- _Stated task_
Output every line of the entries below as a numbered list, leaving out any blank lines.

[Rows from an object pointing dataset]
◆ ◆ ◆ ◆ ◆

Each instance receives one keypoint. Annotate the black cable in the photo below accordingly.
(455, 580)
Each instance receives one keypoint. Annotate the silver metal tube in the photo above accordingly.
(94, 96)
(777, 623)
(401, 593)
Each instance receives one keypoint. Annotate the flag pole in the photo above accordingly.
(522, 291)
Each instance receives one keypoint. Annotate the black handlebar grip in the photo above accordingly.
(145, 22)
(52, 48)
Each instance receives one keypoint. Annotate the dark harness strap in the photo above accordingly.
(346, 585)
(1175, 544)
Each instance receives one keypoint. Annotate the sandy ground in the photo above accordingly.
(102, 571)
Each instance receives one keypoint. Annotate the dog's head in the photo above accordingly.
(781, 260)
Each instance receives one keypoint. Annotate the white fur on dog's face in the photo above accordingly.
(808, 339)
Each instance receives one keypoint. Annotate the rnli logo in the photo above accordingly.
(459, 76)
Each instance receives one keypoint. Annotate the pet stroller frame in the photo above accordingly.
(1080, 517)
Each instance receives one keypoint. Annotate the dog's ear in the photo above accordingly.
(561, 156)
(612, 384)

◆ ◆ ◆ ◆ ◆

- _Solution below_
1. Each instance receives one keypoint. Annotate the black cable in the photo below accordingly.
2. (455, 580)
3. Each instance receives one keypoint. Annotate the silver metal tube in the photo above accordingly.
4. (94, 96)
5. (777, 623)
6. (401, 593)
7. Each instance receives one keypoint. Annotate the flag pole in the photo above accordingly.
8. (522, 291)
9. Each instance receives one keypoint. Annotate the black handlebar grip in the photo above accordingly.
10. (145, 22)
11. (52, 48)
12. Each instance receives one keypoint. Annotate the dark harness strap in the photo above accordingly.
13. (346, 585)
14. (1175, 544)
15. Each instance receives one keypoint. Annotate the sandy ground in the photo above accordingly.
16. (102, 571)
17. Each instance receives one keypoint. Annotate the dog's head in the photo above accordingly.
18. (781, 260)
19. Each instance receives one keypoint. Annotate the white fur on dog's face in the photo above accordingly.
20. (808, 339)
21. Each instance receives one keypoint. Annotate the rnli logo in the photo above accordingly.
22. (459, 76)
23. Each instance receives one keypoint. Annotate the pet stroller frame in the photo above accordingly.
24. (1080, 517)
25. Each instance receives one keypoint. Annotate the dog's ear in the photo above accordingly.
26. (561, 156)
27. (612, 384)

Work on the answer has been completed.